### What the task asks:
Look below for the line containing "Identify a point for each instance of the trifoliate". Output it and each remaining line of the entries exactly, and nothing else.

>> START

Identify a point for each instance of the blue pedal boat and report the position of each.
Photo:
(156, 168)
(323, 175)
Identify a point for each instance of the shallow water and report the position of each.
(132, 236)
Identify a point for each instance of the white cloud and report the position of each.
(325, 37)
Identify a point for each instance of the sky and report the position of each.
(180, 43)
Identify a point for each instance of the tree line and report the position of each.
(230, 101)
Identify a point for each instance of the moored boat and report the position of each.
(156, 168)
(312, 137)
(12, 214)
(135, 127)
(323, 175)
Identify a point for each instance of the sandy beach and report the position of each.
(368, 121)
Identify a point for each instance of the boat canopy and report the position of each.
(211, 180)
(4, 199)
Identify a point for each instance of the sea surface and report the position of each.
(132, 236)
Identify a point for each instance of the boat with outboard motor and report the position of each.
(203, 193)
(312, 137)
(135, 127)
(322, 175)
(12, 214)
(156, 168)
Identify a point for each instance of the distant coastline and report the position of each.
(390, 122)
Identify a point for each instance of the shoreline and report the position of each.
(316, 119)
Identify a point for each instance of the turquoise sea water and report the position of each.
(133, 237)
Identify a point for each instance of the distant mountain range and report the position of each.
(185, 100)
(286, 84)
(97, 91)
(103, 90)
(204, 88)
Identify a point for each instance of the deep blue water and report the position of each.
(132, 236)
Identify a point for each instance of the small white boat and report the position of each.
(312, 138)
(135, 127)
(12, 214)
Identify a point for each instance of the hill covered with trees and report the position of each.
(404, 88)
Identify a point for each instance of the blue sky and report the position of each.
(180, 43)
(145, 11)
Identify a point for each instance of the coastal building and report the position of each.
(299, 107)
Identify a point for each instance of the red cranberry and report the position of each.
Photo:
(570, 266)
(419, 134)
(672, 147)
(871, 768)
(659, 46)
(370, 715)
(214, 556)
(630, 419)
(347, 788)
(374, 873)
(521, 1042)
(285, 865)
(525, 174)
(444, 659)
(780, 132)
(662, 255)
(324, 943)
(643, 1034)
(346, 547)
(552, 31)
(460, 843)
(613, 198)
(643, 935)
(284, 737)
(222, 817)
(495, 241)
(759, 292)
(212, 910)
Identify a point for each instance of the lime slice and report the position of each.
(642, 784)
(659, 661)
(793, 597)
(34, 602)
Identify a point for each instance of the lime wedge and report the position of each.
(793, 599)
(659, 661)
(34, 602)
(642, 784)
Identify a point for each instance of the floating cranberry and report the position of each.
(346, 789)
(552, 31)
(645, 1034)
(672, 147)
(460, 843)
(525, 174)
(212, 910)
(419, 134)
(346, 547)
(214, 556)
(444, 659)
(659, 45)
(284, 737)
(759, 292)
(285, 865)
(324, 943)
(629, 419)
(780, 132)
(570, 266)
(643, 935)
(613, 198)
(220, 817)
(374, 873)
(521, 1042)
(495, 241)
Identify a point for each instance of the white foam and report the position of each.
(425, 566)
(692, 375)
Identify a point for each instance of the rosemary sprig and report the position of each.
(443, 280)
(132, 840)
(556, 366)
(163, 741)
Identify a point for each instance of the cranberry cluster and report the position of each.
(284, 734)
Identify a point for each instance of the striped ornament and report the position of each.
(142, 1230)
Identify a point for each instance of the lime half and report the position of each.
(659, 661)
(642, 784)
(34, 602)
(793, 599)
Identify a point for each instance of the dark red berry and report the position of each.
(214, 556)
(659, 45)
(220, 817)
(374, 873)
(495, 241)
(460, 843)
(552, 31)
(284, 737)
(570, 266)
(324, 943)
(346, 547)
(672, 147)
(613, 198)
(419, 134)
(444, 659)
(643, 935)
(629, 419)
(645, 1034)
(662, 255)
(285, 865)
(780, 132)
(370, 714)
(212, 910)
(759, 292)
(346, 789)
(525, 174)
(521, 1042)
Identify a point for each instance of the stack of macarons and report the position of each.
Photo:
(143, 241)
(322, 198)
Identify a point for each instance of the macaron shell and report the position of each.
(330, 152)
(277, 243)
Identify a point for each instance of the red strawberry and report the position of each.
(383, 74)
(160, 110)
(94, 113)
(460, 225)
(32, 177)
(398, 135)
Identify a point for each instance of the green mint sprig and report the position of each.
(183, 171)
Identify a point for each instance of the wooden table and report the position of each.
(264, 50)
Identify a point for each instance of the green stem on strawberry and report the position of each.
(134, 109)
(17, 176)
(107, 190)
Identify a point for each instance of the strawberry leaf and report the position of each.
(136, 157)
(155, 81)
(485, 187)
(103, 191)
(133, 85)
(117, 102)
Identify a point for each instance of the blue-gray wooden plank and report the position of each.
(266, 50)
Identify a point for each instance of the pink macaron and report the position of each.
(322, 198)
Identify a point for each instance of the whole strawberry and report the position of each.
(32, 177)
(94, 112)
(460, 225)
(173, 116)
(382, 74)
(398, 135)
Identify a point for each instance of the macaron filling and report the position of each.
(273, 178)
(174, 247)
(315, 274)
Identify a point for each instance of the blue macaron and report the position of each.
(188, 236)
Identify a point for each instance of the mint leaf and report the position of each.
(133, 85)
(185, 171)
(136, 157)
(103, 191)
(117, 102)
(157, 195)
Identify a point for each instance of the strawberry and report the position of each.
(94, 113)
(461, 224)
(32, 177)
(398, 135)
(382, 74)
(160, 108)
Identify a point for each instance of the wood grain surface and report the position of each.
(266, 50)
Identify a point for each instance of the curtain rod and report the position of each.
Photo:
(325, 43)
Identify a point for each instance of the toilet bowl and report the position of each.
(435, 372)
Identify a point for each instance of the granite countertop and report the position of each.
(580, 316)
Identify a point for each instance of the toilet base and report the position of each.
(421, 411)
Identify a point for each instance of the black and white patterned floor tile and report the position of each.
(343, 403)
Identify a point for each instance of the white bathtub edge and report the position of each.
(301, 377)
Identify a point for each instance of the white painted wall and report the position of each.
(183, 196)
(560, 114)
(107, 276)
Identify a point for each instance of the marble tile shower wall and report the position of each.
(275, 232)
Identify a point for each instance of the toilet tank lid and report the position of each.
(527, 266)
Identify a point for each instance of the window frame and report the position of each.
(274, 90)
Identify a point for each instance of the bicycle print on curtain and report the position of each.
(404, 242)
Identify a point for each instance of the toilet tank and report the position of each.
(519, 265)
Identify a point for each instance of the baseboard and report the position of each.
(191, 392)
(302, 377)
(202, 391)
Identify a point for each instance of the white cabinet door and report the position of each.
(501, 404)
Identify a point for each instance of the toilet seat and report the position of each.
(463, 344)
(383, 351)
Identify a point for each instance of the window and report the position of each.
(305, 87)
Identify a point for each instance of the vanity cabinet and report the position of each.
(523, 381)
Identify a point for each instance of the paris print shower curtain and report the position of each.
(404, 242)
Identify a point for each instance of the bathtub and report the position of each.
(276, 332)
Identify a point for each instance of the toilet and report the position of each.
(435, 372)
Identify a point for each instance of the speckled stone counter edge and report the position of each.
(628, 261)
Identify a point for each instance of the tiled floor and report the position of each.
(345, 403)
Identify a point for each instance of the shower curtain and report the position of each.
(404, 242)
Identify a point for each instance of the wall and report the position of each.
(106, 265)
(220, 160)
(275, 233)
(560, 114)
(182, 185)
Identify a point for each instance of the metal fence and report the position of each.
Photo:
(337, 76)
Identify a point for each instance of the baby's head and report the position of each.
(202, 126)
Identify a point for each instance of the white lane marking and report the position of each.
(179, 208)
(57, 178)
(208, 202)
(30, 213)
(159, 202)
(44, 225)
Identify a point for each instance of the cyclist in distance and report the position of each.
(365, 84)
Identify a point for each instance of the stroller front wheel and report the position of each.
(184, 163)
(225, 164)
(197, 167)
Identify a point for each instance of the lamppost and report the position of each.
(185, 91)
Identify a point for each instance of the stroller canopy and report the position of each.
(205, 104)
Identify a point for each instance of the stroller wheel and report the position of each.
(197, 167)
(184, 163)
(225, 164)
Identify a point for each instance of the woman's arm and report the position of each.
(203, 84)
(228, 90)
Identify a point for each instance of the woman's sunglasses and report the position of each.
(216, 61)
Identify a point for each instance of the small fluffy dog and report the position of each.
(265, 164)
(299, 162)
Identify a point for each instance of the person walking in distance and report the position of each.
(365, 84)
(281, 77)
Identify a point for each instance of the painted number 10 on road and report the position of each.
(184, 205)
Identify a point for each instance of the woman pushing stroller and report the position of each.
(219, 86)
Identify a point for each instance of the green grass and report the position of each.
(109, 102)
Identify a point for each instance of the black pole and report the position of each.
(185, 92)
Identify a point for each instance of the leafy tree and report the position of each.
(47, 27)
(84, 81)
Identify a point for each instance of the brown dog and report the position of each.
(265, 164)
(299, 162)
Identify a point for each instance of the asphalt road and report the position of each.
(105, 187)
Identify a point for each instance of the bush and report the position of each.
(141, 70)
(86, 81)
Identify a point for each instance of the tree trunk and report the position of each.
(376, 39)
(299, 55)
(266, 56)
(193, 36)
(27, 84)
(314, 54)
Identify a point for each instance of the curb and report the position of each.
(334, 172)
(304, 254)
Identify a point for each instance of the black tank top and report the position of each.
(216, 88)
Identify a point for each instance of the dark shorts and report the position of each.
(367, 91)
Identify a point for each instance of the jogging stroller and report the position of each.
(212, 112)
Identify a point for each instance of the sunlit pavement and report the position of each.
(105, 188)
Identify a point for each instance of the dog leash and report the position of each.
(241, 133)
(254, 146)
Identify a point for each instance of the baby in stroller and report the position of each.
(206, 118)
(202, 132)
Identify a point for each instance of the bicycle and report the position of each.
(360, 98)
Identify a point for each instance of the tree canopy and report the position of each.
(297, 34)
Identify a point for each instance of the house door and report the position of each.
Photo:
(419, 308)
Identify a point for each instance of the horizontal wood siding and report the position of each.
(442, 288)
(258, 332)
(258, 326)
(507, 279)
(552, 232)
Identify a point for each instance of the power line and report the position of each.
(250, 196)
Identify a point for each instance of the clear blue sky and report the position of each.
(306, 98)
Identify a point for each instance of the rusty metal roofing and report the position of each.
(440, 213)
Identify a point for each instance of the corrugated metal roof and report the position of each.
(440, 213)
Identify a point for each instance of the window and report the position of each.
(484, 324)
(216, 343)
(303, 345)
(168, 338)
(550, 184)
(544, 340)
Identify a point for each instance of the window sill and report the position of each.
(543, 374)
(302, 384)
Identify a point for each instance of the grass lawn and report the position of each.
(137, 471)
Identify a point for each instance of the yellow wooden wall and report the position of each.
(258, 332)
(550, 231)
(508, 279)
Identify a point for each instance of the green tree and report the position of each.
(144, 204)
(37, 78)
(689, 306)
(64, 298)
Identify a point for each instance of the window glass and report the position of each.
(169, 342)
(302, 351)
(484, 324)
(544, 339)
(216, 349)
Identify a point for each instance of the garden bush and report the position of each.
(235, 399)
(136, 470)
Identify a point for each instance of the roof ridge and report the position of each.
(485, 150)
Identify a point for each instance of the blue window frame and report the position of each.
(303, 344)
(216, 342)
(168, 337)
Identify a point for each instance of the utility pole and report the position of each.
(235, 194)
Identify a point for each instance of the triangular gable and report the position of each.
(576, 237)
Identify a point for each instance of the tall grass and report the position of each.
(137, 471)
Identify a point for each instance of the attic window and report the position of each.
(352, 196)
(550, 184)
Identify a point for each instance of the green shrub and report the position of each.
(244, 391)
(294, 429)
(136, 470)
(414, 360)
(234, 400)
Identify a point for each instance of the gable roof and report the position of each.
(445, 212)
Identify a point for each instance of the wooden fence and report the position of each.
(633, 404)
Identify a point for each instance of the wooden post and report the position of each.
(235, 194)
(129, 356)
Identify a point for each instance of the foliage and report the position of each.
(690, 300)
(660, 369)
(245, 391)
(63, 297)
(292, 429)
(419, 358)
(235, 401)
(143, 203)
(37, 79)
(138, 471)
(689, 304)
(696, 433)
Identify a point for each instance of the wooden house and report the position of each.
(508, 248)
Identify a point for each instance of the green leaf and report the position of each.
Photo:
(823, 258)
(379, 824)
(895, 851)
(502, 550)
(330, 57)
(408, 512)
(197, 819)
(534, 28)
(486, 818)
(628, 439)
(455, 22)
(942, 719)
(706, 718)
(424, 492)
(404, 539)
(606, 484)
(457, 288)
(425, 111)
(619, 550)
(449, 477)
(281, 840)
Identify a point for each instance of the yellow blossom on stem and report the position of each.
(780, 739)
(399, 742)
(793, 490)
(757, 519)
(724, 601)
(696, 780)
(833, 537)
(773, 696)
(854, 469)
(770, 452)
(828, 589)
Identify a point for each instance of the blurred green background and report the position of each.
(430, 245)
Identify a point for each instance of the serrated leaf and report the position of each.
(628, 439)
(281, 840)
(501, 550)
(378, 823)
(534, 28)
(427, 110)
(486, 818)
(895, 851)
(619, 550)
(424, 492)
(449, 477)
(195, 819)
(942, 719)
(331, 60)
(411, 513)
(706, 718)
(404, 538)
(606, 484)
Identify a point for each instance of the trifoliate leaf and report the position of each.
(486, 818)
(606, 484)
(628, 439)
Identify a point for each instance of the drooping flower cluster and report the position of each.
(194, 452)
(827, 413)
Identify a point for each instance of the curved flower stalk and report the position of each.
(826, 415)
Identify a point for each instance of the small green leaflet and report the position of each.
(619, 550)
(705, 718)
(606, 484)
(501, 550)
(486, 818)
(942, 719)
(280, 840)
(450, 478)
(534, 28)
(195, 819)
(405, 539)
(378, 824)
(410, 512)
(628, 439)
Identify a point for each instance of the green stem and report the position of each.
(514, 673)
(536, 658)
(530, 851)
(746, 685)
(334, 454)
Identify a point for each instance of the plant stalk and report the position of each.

>> END

### Answer to this exercise:
Identify a point for each instance of the trifoliate leaf and report the position of each.
(486, 818)
(606, 484)
(628, 439)
Identify a point for each instance of the drooping flower cluster and report the position of each.
(194, 452)
(827, 413)
Identify a point for each instance of the curved flower stalk and report the position of each.
(826, 415)
Identify a point for each instance of the small green leaflet and report the position of each.
(619, 550)
(705, 718)
(606, 484)
(501, 550)
(486, 818)
(942, 719)
(280, 840)
(450, 478)
(534, 28)
(195, 819)
(405, 539)
(378, 824)
(410, 512)
(628, 439)
Identify a point for each instance of the green stem and report the position of each.
(514, 673)
(536, 658)
(530, 851)
(746, 685)
(334, 454)
Identify a point for each instance of the plant stalk and report the position of each.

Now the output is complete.